Objetivo
En el texto sobre la lectura de Dorothea Brande antes de la Carrera de la Mujer, ¿por qué quien narra ocupa su cabeza? Explícalo en una o dos frases.

Los mejores libros surgen de las convicciones más profundas: mira cualquier estantería y lo confirmarás”.

Velo armas desde hace un buen rato con Dorothea Brande en mi regazo. Cambio la palabra “libros” por “amores” o “vicios” y la frase extraída de “Para ser escritor” (Círculo de Tiza) sigue funcionando. Ocupo mi cabeza para no prestar atención a mi cuerpo, que anda tenso pocas horas antes de la Carrera de la Mujer. Ser piernas, brazos, esfuerzo, resistencia es un desafío impropio de una dama que mueve dedos al alba y agita neuronas a destajo. Trinan los pájaros, aún es de noche. Mi ampolla de glucosa predesmayo me saluda en la mesilla y Dorothea se impone entre otros aspirantes al trono del sol de la mañana.

Datos proporcionados
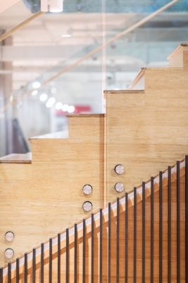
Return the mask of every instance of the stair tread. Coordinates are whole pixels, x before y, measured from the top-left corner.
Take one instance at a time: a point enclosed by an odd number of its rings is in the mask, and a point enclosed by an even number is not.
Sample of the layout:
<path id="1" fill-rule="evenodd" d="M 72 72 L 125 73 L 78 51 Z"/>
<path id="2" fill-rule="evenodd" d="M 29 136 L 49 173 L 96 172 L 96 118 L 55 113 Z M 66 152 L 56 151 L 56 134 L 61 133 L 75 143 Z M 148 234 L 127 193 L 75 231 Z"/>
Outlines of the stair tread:
<path id="1" fill-rule="evenodd" d="M 11 154 L 0 158 L 0 163 L 30 164 L 32 162 L 32 154 Z"/>

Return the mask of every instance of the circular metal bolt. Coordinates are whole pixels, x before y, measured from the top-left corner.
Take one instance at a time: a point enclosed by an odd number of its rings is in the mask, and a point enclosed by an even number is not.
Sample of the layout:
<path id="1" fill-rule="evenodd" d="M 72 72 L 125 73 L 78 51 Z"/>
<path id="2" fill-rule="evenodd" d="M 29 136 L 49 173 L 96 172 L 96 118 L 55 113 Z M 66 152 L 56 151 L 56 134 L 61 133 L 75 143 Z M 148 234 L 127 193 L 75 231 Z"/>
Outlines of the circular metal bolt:
<path id="1" fill-rule="evenodd" d="M 115 190 L 118 192 L 122 192 L 124 190 L 124 185 L 123 183 L 116 183 L 115 185 Z"/>
<path id="2" fill-rule="evenodd" d="M 6 250 L 5 250 L 4 252 L 4 255 L 6 257 L 6 258 L 8 258 L 8 260 L 10 260 L 11 258 L 12 258 L 13 257 L 14 255 L 14 251 L 12 248 L 7 248 Z"/>
<path id="3" fill-rule="evenodd" d="M 92 202 L 84 202 L 82 205 L 83 209 L 85 212 L 89 212 L 90 210 L 92 210 L 92 207 L 93 207 L 93 205 L 92 205 Z"/>
<path id="4" fill-rule="evenodd" d="M 121 164 L 118 164 L 114 168 L 116 174 L 121 175 L 124 173 L 124 166 Z"/>
<path id="5" fill-rule="evenodd" d="M 91 194 L 91 193 L 92 192 L 92 190 L 93 190 L 93 188 L 92 188 L 92 187 L 91 186 L 91 185 L 85 185 L 83 187 L 83 192 L 84 192 L 85 195 L 89 195 L 89 194 Z"/>
<path id="6" fill-rule="evenodd" d="M 8 231 L 5 233 L 5 239 L 8 242 L 12 242 L 14 239 L 14 233 L 13 232 L 11 232 L 11 231 Z"/>

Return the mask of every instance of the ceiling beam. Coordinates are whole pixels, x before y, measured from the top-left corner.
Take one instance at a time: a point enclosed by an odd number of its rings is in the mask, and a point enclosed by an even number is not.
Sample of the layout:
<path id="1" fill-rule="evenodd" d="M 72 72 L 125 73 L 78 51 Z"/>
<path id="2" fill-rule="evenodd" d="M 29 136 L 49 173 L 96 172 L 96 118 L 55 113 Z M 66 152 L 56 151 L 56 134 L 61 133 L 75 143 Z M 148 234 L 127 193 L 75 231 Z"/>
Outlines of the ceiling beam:
<path id="1" fill-rule="evenodd" d="M 1 48 L 0 60 L 63 59 L 82 50 L 83 45 L 8 46 Z"/>
<path id="2" fill-rule="evenodd" d="M 1 1 L 0 4 L 0 13 L 3 13 L 4 11 L 11 8 L 12 6 L 15 5 L 16 3 L 19 2 L 20 0 L 6 0 Z"/>

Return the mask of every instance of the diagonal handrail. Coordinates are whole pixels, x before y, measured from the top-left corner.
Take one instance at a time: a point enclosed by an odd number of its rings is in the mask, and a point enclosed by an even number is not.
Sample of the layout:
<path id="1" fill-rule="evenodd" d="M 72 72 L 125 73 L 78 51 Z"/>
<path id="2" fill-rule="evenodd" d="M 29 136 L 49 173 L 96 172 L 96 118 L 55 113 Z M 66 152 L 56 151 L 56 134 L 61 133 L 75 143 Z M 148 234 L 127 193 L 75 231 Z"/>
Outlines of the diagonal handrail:
<path id="1" fill-rule="evenodd" d="M 181 170 L 185 168 L 185 158 L 182 160 L 180 162 L 180 172 Z M 172 179 L 175 178 L 176 178 L 176 170 L 177 170 L 177 163 L 174 164 L 173 166 L 171 166 L 171 173 L 172 173 Z M 163 180 L 163 185 L 168 185 L 168 169 L 165 171 L 161 172 L 162 173 L 162 180 Z M 154 185 L 154 192 L 156 192 L 159 190 L 159 175 L 156 175 L 155 177 L 152 177 L 152 179 L 153 180 L 153 185 Z M 145 195 L 146 197 L 148 197 L 151 195 L 151 179 L 149 180 L 145 183 Z M 137 188 L 137 202 L 139 202 L 142 200 L 142 185 L 139 185 Z M 134 192 L 131 192 L 130 193 L 126 193 L 125 196 L 123 197 L 122 198 L 118 199 L 119 204 L 121 206 L 122 209 L 125 210 L 125 203 L 126 203 L 126 197 L 127 197 L 127 204 L 128 207 L 133 207 L 134 206 Z M 118 200 L 117 199 L 117 200 Z M 113 211 L 114 215 L 115 216 L 115 213 L 117 213 L 117 200 L 115 200 L 111 205 L 111 210 Z M 91 228 L 91 224 L 92 224 L 92 219 L 95 221 L 96 227 L 97 225 L 99 226 L 99 220 L 100 220 L 100 212 L 102 212 L 102 215 L 104 217 L 104 219 L 106 222 L 108 222 L 108 219 L 107 216 L 108 215 L 108 207 L 106 207 L 104 209 L 100 209 L 99 212 L 96 212 L 94 214 L 92 214 L 89 215 L 87 219 L 85 219 L 85 226 L 86 228 Z M 77 229 L 77 233 L 80 233 L 82 229 L 83 229 L 83 221 L 80 221 L 76 225 L 76 229 Z M 44 243 L 42 244 L 42 248 L 44 248 L 44 251 L 46 252 L 49 250 L 50 245 L 49 243 L 51 241 L 52 246 L 57 246 L 58 242 L 58 238 L 60 238 L 61 242 L 65 241 L 66 240 L 67 237 L 67 231 L 64 231 L 63 232 L 58 233 L 58 236 L 56 236 L 54 238 L 51 238 L 49 241 L 47 242 Z M 70 229 L 68 229 L 68 236 L 69 238 L 72 238 L 72 242 L 74 242 L 74 237 L 73 236 L 75 235 L 75 225 L 73 226 Z M 82 236 L 80 236 L 81 238 Z M 71 240 L 70 243 L 72 243 Z M 61 247 L 61 250 L 65 248 L 65 246 Z M 42 252 L 42 246 L 37 247 L 35 248 L 35 255 L 36 257 L 39 257 L 41 255 Z M 32 261 L 32 257 L 33 255 L 33 251 L 30 251 L 27 254 L 27 262 L 28 261 Z M 19 258 L 19 266 L 22 267 L 24 265 L 25 262 L 25 256 L 23 255 L 21 258 Z M 13 262 L 11 264 L 11 272 L 13 270 L 15 270 L 16 269 L 16 260 Z M 8 267 L 6 266 L 4 268 L 0 269 L 1 272 L 3 272 L 3 276 L 6 276 L 8 273 Z"/>

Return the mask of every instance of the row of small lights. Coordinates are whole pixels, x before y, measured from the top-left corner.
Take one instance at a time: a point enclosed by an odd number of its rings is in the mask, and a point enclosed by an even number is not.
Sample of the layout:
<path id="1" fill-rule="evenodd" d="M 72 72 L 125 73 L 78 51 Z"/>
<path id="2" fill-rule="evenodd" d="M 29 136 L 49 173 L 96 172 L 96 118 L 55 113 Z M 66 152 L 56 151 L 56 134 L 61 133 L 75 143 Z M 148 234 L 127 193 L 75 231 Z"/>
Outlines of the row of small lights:
<path id="1" fill-rule="evenodd" d="M 41 83 L 39 81 L 34 81 L 32 85 L 34 90 L 32 92 L 32 96 L 35 96 L 38 94 L 37 88 L 39 88 Z M 54 91 L 55 93 L 56 91 Z M 46 102 L 46 107 L 51 108 L 52 106 L 55 106 L 57 110 L 62 110 L 63 112 L 68 112 L 68 113 L 73 113 L 75 110 L 75 108 L 73 105 L 68 105 L 68 104 L 63 104 L 61 102 L 56 102 L 54 97 L 48 98 L 48 95 L 43 93 L 39 96 L 41 102 Z"/>

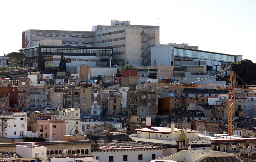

Respuesta
Ocupa su cabeza para no prestar atención a su cuerpo, que está tenso pocas horas antes de la Carrera de la Mujer.